-- Start of RECORDS --

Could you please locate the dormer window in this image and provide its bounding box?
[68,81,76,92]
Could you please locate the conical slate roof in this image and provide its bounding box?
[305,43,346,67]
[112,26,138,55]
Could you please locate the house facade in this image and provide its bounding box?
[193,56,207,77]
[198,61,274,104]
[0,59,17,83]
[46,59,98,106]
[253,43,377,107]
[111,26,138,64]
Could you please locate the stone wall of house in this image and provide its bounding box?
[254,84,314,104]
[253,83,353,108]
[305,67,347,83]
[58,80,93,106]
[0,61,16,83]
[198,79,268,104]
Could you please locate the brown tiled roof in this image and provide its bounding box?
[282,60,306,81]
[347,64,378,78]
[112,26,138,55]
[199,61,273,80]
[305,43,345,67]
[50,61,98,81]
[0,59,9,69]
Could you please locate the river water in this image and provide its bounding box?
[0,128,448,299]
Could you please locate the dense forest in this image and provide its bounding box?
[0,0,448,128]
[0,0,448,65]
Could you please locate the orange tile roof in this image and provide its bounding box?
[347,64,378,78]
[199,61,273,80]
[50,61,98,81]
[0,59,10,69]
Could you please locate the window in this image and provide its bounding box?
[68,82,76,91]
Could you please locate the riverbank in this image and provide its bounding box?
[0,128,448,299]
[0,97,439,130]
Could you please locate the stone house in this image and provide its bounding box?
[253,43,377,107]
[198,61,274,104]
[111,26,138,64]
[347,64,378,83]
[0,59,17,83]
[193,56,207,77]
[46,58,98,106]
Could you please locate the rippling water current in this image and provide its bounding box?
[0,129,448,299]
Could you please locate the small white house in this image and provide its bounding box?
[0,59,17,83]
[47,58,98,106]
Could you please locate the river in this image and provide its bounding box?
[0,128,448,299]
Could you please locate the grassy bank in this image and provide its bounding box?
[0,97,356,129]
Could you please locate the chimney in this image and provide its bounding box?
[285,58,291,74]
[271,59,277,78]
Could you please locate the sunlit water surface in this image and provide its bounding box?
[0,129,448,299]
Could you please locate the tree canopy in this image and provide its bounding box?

-- End of RECORDS --

* [PROBLEM STATEMENT]: Rewrite every one of the rows above, replacing each occurrence of "bounding box" with "coordinates" and keeping everything else unchanged.

* [SOLUTION TO THE EXERCISE]:
Could you please locate the dormer window in this image and provide its coordinates?
[68,81,76,92]
Could you please locate the conical slate roof in this image and provide its coordinates?
[305,43,346,67]
[112,26,138,55]
Could you please locate the house facade in this image and provide its coordinates?
[193,56,207,77]
[198,61,274,104]
[0,59,17,83]
[46,59,98,106]
[253,43,377,107]
[111,26,138,64]
Could you please locate the stone wall of house in this image and provide its coordinates?
[254,84,314,104]
[253,83,353,108]
[305,67,347,83]
[58,80,93,106]
[0,61,16,83]
[198,79,268,104]
Could you please locate the brown tiled roof in this image and provide its coordinates?
[282,60,306,81]
[347,64,378,78]
[112,26,138,55]
[199,61,273,80]
[305,43,345,67]
[50,61,98,81]
[0,59,9,69]
Could you please locate the river water in this image and provide its coordinates?
[0,128,448,299]
Could you please locate the dense forest in this image and provide its coordinates?
[0,0,448,128]
[0,0,448,65]
Could you please locate the orange tile roof in this image and provide its coordinates?
[347,64,378,78]
[199,61,273,80]
[50,61,98,81]
[0,59,10,69]
Could you please locate the window in this image and provide its coordinates?
[68,82,76,91]
Could you please locate the riverbank in this image and provide its coordinates?
[0,128,448,299]
[0,97,439,130]
Could you please locate the stone house in this image and provide its coordinates?
[253,43,377,107]
[198,61,274,104]
[111,26,138,64]
[347,64,378,83]
[0,59,17,83]
[193,56,207,77]
[46,58,98,106]
Could you please locate the rippling water current in this image and provide its coordinates?
[0,129,448,299]
Could you please locate the small white house in this image and provide its coordinates?
[0,59,17,83]
[47,58,98,106]
Could you please locate the river in this image and provide its coordinates?
[0,128,448,299]
Could you please locate the grassy bank in this image and provide its coordinates?
[0,97,356,129]
Could you please locate the chimney in this image and provide its coordinates?
[285,58,291,74]
[271,59,277,78]
Could you please locate the sunlit water surface in this image and provide its coordinates?
[0,129,448,299]
Could you please locate the tree canopy in this image and provide its coordinates?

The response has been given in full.